** start QUOTED TEXT **

Skip to content

[MRG] Add scaling to alpha regularization parameter in NMF #5296

New issue

Have a question about this project? Sign up for a free GitHub account to open an issue and contact its maintainers and the community.

By clicking “Sign up for GitHub”, you agree to our terms of service and privacy statement. We’ll occasionally send you account related emails.

Already on GitHub? Sign in to your account

Closed
wants to merge 2 commits into from

Conversation

TomDLT
Copy link
Member

@TomDLT TomDLT commented Sep 22, 2015

(I separated this modification from #4852 (comment) for further discussion about it.)
In NMF, I scaled here the regularization parameter alpha with n_samples and n_features.


Indeed, without scaling, two problems appear:

  • The regularization penalizes the sum of coefficients in W and H. If the number of element in W and H is not the same (i.e. n_samples != n_features), the constraint is unbalanced. One of H or W goes to zero, and the other one, which is less penalized, increases to compensate.
  • The value of alpha that makes the coefficients of W and H collapse is proportional with sqrt(n_features * n_samples). It makes the scaling of alpha depends on the size of the data.

Test to prove the point: I tested several sizes for the input X, and plotted how the coefficients in W and H collapse with respect to the alpha parameter.

without scaling alpha:
noregul
with properly scaling alpha:
regul

Scaling used: I used alpha_W = alpha * n_features and alpha_H = alpha * n_samples.

Conclusion: the effect of the alpha parameter is much more consistent if we scale it.


As L1 and L2 regularizations in NMF is fresh new (#4852), it would not really break any code (before 0.17 at least).
But do we want to add this?
Is it consistent with other estimators in scikit-learn?
What Do You Think?

@vene @mblondel

alpha_W = 0.
# The priors for W and H are scaled differently.
if regularization in ('both', 'components'):
alpha_H = float(alpha) * n_samples
Copy link
Member Author

Choose a reason for hiding this comment

The reason will be displayed to describe this comment to others. Learn more.

Here is the proper scaling of alpha.
All other modifications in this PR are just a clean way to pass the same regularization to every solvers.

** end QUOTED TEXT **
** start DATA EXTRACT **

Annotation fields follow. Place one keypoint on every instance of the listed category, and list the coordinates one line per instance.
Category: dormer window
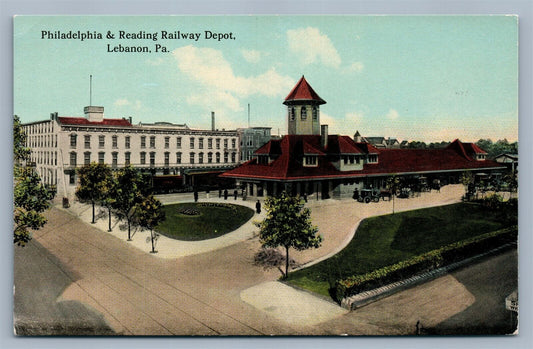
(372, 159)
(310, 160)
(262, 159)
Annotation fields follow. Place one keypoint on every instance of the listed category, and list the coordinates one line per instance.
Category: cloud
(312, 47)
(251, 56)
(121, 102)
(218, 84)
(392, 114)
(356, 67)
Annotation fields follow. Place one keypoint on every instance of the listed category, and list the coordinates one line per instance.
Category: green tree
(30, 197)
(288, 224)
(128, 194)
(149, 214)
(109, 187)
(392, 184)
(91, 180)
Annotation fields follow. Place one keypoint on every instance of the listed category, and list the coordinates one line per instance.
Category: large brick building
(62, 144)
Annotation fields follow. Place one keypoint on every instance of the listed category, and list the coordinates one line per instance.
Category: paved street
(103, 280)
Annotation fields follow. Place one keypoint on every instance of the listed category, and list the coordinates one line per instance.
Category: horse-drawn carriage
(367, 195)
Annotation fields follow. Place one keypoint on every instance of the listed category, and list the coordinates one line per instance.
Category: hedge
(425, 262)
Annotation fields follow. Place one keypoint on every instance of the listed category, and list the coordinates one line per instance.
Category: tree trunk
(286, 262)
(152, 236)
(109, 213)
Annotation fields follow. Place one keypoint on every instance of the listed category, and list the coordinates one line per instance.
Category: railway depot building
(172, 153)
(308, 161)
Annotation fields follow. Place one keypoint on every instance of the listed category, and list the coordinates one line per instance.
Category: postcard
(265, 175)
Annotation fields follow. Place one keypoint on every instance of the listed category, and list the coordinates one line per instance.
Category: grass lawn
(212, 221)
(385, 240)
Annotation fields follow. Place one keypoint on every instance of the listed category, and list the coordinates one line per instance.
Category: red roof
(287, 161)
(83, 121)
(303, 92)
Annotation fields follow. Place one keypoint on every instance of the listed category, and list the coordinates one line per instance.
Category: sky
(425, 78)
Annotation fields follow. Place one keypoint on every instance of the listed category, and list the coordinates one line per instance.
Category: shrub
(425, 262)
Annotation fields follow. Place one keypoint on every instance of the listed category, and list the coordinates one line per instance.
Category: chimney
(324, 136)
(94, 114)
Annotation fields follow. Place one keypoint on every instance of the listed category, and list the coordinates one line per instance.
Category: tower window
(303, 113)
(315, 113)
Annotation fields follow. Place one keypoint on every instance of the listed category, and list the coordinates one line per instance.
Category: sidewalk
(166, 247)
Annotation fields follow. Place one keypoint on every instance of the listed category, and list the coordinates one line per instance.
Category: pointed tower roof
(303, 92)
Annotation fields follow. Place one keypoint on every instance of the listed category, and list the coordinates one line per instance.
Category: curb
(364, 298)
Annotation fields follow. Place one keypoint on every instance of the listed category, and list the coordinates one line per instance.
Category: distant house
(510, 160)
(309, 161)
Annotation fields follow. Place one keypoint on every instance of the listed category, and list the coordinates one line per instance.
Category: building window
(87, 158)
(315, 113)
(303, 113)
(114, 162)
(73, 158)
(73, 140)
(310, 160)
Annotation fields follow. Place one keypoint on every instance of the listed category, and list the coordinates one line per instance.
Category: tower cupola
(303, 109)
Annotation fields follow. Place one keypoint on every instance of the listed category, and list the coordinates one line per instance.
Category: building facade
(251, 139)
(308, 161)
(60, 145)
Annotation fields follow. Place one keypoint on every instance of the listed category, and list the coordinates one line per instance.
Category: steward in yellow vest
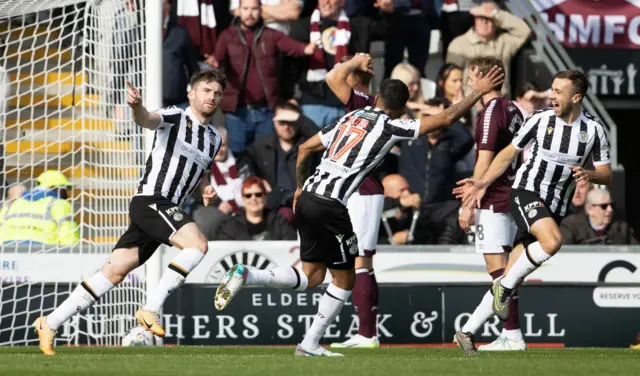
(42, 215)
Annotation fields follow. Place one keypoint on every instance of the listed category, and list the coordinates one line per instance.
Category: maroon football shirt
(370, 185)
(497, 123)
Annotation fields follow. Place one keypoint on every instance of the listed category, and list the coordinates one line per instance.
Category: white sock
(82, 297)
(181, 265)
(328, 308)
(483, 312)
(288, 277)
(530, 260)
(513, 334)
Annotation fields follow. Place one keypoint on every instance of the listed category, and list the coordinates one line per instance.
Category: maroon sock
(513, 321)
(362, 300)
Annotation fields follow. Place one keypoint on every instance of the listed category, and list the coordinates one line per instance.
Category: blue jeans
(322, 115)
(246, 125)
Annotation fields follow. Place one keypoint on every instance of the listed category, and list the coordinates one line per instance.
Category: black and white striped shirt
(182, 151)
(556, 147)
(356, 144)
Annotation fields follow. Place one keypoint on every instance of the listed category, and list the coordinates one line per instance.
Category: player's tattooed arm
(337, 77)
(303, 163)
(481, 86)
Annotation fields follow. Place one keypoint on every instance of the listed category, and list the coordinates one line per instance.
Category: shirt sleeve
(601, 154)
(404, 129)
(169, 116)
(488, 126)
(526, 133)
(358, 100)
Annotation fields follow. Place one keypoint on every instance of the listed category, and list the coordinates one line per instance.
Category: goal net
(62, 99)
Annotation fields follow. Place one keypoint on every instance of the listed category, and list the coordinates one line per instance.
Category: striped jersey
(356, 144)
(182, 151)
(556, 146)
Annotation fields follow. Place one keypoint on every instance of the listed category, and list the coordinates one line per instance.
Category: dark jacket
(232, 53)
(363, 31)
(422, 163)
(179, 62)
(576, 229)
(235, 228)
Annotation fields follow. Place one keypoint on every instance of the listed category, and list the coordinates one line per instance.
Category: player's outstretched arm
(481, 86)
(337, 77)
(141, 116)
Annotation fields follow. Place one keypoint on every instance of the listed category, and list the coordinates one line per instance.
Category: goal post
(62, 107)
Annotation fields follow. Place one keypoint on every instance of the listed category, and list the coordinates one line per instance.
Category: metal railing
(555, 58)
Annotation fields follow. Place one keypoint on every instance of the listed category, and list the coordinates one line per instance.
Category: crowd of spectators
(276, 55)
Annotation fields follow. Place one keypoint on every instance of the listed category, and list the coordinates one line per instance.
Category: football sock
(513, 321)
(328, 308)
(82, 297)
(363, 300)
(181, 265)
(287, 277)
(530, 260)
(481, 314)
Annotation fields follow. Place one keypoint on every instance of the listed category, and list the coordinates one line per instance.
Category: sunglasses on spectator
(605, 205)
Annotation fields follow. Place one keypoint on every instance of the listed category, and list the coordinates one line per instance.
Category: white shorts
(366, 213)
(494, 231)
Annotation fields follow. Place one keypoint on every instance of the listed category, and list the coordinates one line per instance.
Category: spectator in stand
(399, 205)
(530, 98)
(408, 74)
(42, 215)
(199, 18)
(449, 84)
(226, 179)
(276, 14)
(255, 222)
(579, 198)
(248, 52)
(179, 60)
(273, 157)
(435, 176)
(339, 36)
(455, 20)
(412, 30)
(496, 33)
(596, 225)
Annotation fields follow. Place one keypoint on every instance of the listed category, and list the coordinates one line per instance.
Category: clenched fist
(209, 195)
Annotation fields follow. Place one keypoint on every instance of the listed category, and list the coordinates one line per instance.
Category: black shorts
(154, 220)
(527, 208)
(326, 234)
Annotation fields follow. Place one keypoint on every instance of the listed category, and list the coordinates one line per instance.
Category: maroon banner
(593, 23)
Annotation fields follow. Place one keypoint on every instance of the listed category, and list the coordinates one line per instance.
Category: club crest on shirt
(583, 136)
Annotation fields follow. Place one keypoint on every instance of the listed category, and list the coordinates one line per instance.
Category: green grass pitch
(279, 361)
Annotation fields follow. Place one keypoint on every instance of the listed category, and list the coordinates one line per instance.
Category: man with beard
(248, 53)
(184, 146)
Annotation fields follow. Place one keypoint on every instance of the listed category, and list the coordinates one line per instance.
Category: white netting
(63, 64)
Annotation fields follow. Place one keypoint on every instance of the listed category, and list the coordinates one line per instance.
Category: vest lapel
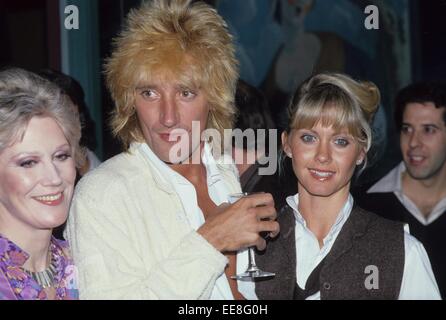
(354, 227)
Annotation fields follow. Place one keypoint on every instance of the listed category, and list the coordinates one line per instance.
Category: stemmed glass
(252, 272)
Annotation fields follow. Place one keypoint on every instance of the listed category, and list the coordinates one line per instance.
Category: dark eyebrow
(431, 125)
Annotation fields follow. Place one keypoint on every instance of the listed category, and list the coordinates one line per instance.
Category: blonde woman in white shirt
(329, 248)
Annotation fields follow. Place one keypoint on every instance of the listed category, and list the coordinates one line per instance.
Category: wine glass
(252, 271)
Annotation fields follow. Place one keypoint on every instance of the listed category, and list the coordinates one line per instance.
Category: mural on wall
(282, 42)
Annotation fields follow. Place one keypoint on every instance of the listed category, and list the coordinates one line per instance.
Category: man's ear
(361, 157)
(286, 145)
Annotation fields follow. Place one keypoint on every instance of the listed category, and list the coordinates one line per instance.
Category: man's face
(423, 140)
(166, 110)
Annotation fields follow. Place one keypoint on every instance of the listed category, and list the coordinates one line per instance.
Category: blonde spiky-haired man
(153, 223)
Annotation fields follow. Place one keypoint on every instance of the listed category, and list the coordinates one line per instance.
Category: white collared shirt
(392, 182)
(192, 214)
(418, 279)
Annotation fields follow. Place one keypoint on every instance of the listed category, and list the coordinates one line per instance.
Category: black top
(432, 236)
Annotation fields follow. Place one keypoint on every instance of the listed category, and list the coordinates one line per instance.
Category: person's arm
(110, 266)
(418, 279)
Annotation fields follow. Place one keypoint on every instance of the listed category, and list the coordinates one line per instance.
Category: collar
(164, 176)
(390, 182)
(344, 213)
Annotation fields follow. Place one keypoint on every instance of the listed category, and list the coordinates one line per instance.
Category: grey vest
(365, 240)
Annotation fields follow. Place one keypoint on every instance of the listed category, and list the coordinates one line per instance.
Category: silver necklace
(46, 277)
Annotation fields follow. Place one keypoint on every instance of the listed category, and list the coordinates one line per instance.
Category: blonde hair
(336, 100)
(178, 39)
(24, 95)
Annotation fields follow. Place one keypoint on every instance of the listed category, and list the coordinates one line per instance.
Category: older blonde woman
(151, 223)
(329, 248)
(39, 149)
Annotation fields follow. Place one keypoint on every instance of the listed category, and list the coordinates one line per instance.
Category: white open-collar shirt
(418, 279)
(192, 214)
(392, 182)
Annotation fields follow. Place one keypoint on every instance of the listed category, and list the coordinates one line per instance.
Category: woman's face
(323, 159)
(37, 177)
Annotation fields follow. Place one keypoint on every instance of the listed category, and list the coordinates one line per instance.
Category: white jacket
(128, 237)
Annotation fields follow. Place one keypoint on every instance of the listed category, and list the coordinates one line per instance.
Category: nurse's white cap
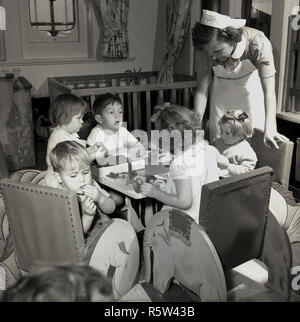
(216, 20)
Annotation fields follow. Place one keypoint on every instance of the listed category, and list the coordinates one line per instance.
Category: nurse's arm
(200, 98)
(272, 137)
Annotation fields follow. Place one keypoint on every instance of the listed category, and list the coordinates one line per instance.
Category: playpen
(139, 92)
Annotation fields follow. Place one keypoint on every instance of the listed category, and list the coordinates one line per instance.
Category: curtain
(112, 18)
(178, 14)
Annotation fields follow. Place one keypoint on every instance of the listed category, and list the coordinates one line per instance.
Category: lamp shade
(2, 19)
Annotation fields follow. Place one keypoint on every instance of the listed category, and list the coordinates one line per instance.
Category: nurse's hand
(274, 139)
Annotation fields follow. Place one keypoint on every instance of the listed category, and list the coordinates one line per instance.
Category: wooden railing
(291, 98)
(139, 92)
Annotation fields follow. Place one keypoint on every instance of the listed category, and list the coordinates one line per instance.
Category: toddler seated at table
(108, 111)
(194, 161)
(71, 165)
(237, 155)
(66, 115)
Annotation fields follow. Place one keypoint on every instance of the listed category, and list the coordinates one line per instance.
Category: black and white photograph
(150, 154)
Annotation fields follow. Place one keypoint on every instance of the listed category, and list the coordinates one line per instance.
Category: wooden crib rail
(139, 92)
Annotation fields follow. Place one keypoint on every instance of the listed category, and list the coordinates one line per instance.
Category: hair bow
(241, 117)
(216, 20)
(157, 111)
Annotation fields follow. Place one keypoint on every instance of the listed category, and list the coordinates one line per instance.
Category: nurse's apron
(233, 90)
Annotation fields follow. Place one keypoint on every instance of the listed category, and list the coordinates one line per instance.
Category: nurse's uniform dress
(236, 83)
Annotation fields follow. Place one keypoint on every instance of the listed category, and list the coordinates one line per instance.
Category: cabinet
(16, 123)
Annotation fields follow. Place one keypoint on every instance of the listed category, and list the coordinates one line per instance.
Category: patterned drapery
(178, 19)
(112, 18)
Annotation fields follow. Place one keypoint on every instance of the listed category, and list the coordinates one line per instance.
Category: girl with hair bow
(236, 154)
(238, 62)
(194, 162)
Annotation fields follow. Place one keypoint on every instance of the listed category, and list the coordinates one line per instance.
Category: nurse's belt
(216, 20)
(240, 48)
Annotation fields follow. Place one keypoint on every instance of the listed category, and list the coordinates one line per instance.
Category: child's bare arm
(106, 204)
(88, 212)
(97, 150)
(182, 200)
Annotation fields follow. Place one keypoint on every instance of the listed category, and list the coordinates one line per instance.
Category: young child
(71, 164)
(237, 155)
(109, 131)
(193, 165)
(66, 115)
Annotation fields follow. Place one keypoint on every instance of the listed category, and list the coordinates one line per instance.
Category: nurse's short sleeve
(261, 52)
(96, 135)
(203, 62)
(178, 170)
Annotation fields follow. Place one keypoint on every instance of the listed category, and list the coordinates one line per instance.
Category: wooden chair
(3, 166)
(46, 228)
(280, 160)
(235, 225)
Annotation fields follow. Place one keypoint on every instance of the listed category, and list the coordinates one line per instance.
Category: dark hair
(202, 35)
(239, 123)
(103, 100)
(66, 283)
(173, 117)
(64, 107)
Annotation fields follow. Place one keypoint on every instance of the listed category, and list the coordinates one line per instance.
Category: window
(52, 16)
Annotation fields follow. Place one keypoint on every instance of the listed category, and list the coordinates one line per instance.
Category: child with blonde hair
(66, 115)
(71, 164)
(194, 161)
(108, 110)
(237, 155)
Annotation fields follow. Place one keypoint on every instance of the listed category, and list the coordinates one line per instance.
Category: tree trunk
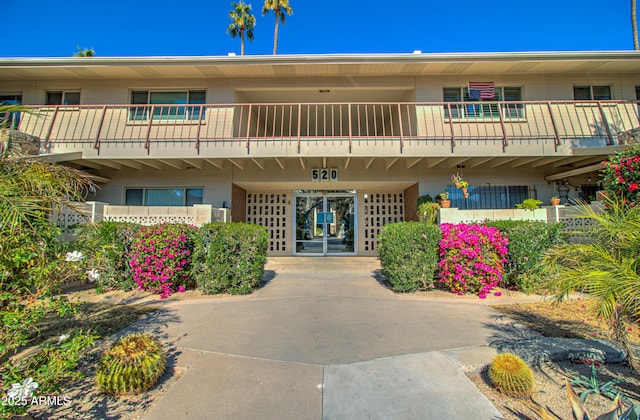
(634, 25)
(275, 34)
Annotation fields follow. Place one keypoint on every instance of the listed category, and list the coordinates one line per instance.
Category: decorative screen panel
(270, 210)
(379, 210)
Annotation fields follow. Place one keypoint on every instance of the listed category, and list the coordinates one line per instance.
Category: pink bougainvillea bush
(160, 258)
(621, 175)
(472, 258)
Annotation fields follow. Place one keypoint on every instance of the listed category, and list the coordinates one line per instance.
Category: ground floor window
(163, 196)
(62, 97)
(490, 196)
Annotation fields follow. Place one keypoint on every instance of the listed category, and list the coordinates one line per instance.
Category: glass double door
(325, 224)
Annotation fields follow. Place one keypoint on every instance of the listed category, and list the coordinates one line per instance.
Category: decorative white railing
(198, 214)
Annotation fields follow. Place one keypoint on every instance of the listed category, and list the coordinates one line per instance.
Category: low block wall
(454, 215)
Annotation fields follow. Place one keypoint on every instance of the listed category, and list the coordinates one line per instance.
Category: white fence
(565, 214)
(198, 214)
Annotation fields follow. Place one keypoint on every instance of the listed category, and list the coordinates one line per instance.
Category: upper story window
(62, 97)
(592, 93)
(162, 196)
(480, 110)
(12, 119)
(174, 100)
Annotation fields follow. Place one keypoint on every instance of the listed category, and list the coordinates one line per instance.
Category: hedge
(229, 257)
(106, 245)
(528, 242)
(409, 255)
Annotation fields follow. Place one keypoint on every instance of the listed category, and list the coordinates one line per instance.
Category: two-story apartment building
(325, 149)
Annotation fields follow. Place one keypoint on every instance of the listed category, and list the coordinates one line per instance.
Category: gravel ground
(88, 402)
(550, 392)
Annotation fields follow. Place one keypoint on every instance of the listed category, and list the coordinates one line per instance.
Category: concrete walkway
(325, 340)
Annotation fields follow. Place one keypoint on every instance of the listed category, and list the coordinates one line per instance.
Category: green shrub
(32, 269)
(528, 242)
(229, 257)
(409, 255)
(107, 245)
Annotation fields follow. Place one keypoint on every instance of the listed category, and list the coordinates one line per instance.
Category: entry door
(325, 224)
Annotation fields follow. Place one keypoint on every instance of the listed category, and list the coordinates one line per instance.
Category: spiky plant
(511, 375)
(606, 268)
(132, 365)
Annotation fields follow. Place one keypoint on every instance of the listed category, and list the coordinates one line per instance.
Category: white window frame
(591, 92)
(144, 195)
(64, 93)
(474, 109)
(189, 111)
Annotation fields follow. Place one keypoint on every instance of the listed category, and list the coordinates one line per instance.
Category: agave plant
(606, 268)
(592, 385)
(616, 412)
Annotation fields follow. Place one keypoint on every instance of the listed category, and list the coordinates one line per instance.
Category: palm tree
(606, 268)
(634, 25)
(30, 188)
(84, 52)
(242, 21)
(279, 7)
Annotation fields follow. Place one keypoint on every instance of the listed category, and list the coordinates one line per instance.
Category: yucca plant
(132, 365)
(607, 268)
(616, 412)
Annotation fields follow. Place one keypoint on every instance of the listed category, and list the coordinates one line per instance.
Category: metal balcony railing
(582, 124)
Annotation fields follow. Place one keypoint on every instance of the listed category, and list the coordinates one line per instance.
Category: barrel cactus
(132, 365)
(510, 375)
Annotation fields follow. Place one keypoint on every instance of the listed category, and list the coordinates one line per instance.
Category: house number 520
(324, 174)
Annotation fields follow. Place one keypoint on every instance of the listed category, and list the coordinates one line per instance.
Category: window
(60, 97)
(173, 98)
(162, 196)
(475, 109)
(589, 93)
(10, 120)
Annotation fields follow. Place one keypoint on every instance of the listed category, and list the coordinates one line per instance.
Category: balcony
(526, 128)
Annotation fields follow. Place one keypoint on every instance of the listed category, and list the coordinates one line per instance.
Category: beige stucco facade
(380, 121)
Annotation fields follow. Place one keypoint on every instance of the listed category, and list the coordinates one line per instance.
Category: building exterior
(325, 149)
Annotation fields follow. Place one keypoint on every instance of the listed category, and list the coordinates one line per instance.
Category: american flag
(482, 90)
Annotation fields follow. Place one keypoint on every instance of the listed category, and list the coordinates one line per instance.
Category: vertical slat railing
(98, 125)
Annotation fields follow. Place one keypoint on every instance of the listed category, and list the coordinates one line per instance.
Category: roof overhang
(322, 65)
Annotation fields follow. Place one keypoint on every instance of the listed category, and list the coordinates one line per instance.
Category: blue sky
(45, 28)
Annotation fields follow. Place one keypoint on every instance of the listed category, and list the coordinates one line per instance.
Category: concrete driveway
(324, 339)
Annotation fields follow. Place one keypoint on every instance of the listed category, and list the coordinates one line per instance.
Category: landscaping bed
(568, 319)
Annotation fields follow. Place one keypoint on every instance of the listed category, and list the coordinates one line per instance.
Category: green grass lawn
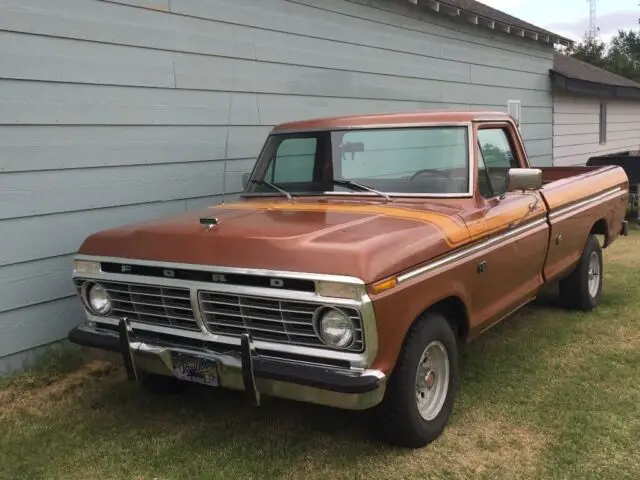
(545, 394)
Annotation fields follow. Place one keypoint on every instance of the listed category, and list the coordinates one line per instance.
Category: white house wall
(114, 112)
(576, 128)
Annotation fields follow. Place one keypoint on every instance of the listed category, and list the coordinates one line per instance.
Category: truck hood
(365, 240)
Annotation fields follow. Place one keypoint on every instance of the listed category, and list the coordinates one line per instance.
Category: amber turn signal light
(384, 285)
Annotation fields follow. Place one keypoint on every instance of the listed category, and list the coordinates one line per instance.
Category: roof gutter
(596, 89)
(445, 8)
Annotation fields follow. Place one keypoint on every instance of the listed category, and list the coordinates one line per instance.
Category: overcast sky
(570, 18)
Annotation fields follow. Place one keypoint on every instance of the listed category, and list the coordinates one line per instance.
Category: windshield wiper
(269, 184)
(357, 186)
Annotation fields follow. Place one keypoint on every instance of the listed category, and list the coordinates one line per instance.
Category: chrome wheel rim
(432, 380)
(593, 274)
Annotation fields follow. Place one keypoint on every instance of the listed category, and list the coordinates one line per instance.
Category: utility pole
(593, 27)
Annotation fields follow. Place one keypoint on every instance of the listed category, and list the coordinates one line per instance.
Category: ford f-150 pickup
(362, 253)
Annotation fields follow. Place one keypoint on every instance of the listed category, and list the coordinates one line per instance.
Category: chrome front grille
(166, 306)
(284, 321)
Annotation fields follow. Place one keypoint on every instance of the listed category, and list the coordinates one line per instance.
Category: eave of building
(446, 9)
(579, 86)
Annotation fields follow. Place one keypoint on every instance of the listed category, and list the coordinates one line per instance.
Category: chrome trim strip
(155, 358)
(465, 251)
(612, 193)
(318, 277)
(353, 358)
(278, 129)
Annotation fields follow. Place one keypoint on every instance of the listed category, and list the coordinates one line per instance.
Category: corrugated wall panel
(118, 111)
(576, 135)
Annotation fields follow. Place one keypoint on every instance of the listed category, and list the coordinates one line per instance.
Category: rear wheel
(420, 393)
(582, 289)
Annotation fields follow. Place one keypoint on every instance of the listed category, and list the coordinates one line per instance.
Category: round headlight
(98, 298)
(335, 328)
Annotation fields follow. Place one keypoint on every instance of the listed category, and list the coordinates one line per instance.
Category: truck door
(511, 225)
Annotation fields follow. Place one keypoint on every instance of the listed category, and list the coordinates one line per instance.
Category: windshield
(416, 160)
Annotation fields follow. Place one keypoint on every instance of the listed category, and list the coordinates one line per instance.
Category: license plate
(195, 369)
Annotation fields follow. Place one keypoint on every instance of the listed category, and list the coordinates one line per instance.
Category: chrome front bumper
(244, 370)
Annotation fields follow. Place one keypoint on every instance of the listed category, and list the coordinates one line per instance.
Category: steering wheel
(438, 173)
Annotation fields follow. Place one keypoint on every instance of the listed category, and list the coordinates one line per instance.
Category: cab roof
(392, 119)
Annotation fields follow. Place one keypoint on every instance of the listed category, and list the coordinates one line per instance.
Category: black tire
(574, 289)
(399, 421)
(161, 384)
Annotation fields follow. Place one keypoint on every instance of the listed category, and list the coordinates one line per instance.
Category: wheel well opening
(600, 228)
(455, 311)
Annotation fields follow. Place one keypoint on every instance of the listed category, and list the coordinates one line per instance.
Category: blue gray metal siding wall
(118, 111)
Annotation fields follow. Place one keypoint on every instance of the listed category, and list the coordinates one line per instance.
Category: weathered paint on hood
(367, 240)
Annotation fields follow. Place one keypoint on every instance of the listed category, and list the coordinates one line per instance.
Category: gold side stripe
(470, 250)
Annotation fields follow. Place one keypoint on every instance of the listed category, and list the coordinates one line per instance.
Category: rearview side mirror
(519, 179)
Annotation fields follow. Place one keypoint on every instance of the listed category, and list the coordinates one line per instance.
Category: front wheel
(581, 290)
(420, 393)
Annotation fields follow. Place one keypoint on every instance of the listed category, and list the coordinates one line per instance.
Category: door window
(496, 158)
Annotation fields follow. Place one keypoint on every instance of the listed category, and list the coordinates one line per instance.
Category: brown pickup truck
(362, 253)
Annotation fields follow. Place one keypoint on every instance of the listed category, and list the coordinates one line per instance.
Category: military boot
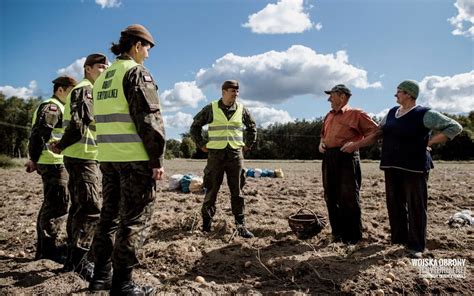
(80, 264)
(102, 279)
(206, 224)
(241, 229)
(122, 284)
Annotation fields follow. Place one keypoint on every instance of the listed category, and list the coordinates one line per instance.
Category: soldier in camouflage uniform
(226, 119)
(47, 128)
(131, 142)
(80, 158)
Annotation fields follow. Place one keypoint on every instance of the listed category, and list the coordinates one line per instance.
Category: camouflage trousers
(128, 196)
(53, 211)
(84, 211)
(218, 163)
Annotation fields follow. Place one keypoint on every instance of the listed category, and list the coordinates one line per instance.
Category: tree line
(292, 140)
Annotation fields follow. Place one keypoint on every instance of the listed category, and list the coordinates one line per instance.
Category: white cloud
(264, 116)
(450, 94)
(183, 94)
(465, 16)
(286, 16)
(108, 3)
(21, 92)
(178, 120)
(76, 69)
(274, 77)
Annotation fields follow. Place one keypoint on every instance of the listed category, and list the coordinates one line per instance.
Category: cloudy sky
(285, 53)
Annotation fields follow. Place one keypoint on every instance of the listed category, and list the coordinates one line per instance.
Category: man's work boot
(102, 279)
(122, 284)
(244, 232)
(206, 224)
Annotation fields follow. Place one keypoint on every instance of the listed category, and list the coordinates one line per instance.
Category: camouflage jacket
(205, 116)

** end DATA EXTRACT **

### EXERCISE INSTRUCTIONS
a) In the NMF regularization discussion, what scaling does the author use for alpha_W and alpha_H?
b) Pick up the NMF regularization discussion after its last sentence and carry it on.

### WRITTEN RESPONSES
a) alpha_W = alpha * n_features and alpha_H = alpha * n_samples.

b)
@TomDLT TomDLT changed the title [WIP] Add scaling to alpha regularization parameter in NMF [MRG] Add scaling to alpha regularization parameter in NMF Sep 28, 2015
@ogrisel
Copy link
Member

ogrisel commented Oct 5, 2016

What is plotted, is it a norm of the matrices? If so which?

@ogrisel
Copy link
Member

ogrisel commented Oct 5, 2016

While I agree that with your change to add data dependent scaling the transfer effect seems to be smaller than without the scaling, I am worried that this kind of scaling could be non-standard in the literature. Could you please try to review popular implementation of NMF to check if they do this too?

Have you seen this kind of scaling in the literature?

@TomDLT
Copy link
Member Author

TomDLT commented Oct 5, 2016

The plots show the mean of all elements in W and H, i.e. the L1 norm normalized by the number of elements.

It all came from @vene's comment (#4852 (comment)), and to avoid blocking the PR, I opened a separate PR to further talk about it.
I have never seen any such scaling in the literature, yet as @vene's puts it (#4852 (comment)), "it's a usability detail, [...] But usability is important". I guess this is the difference between a paper's implementation and a general public package's implementation. At the same time, I understand the need to avoid non-standard behaviors.

@tguillemot
Copy link
Contributor

As #4852 is merged now, what's the status of this PR ?

@TomDLT
Copy link
Member Author

TomDLT commented Dec 16, 2016

Status: Controversial
We are not set yet on what we prefer:

  • standard (current) behavior: no scaling of alpha, but the regularization depends on the size of the data, and the regularization is not balanced between W and H.
  • non-standard (proposed) behavior: scaling alpha, so the regularization does not depend on the size of the data, and is balanced between W and H.

New idea: another slightly more standard method could be to normalize H (aka the dictionary) to unit norm at each iteration, yet I am not sure of the consequences on regularization.

@ogrisel
Copy link
Member

ogrisel commented Oct 14, 2020

Coming back to this PR after all those years. It's true that the proposed normalization for the regularizer makes a lot of sense from the look of the experiment. Could you try to do the same experiments on some natural datases (e.g. TF-IDF vectors or scientific signal data) to see if the normal of the matrices shrink fast close to alpha=1 as is the case on your synthetic experiments?

However we would need a new option FutureWarning to select between the 2 regularizer defintiions (in the public API only) along with a FutureWarning that explains that the default behavior will change.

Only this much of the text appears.